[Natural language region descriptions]

□ □ □ □ □

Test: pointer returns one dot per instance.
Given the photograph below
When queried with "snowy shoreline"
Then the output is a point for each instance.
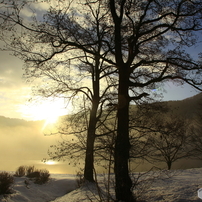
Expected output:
(168, 186)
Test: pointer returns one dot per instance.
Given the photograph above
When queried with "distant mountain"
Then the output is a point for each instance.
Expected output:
(187, 107)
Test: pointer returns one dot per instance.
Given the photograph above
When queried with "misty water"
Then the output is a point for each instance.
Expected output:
(24, 143)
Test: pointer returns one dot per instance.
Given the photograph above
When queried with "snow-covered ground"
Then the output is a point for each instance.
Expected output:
(173, 186)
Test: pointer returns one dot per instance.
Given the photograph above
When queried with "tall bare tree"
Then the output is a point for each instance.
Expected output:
(146, 40)
(67, 53)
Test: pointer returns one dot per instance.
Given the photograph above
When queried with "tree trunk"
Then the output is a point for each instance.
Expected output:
(122, 144)
(89, 159)
(169, 164)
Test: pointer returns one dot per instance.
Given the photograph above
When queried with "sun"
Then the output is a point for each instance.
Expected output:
(50, 162)
(48, 110)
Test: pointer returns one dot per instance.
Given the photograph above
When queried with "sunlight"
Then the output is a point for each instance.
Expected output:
(48, 110)
(50, 162)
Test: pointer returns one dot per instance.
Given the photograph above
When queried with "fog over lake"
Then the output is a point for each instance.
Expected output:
(24, 143)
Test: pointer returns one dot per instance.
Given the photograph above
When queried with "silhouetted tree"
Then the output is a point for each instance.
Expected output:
(145, 40)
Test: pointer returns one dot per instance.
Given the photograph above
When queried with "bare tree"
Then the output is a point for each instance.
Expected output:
(149, 39)
(68, 56)
(144, 40)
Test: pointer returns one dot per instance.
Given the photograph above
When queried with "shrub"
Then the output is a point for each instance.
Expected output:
(6, 181)
(21, 171)
(40, 176)
(30, 169)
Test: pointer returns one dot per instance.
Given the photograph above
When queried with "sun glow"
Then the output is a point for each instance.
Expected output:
(48, 110)
(50, 162)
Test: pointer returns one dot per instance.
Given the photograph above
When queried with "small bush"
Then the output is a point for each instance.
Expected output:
(21, 171)
(30, 169)
(34, 174)
(6, 181)
(40, 176)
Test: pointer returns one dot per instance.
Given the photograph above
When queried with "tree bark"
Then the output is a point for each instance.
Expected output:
(122, 144)
(89, 158)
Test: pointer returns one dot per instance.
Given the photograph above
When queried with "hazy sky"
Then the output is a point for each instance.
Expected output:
(14, 92)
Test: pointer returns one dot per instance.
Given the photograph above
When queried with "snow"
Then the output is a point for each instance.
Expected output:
(162, 186)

□ □ □ □ □

:: EXERCISE REQUIREMENTS ::
Give every line of the records above again, exactly, and omit the pictures.

:: RESULT BELOW ::
Test: pointer returns one dot per instance.
Given the photograph below
When queried with "snowy shoreline"
Then the output is a point for each instance.
Expected output:
(168, 186)
Test: pointer returns one dot per instance.
Given the photograph above
When queried with "distant mountain"
Then the output is a point for each instance.
Expected output:
(187, 107)
Test: pointer returns one dot per instance.
Given the photograph above
When queried with "misty water"
Then the output is a point for each instance.
Expected output:
(24, 143)
Test: pointer returns one dot per instance.
Given the photograph above
When queried with "snow-covered ground"
Then the output is a point for each instance.
Expected output:
(173, 186)
Test: pointer returns one dot per instance.
Given the photograph above
When queried with "tall bare tree"
Then the output is a point for each instance.
Expected output:
(146, 40)
(67, 53)
Test: pointer returns one dot per instance.
Given the photograph above
When queried with "tree trunk"
Then the output is a point for each instance.
Expected output:
(122, 144)
(89, 159)
(169, 164)
Test: pointer returns one dot per instance.
Given the photograph above
When queried with "sun"
Then the output is a point for each instance.
Expected output:
(50, 162)
(48, 110)
Test: pointer returns one dot per instance.
Given the photograph above
When queried with "sunlight"
Then the output is a point for each instance.
Expected output:
(48, 110)
(50, 162)
Test: pointer returns one dot per instance.
Given the photograph above
When queried with "fog over lake"
Then the output is a point for each instance.
Expected output:
(24, 143)
Test: pointer returns one dot per instance.
Given the photograph above
When queried with "silhouetted tree"
Then the output is a point for each instance.
Expected output:
(145, 40)
Test: pointer returns one dot per instance.
Given the photograph above
When queried with "bare tree"
Then the output is a point for each instance.
Expected output:
(149, 39)
(68, 56)
(144, 40)
Test: pointer returns one dot per instance.
Given the photograph above
When queried with "shrub"
Then the output is a point for each instance.
Expected output:
(6, 181)
(21, 171)
(40, 176)
(30, 169)
Test: pointer returns one dot per instance.
Given the photograph above
When queried with "sun glow"
Then the output is a point for each instance.
Expected output:
(48, 110)
(50, 162)
Test: pointer returns one dot per instance.
Given the photograph above
When queried with "small bush"
Then the output is a point for each instance.
Expected output:
(21, 171)
(30, 169)
(34, 174)
(6, 181)
(40, 176)
Test: pointer returns one dot per instance.
Given the photograph above
When queried with "tree bark"
Then the output is a point for each instance.
Expected output:
(122, 144)
(89, 158)
Test: pointer returns one dot per instance.
Given the photograph above
When queried with "hazy sky"
Then the output is a point for each instance.
Expected output:
(14, 92)
Test: pointer returns one dot per instance.
Given the photograph above
When queried with "snow"
Then the output is a point for each instance.
Expected output:
(162, 186)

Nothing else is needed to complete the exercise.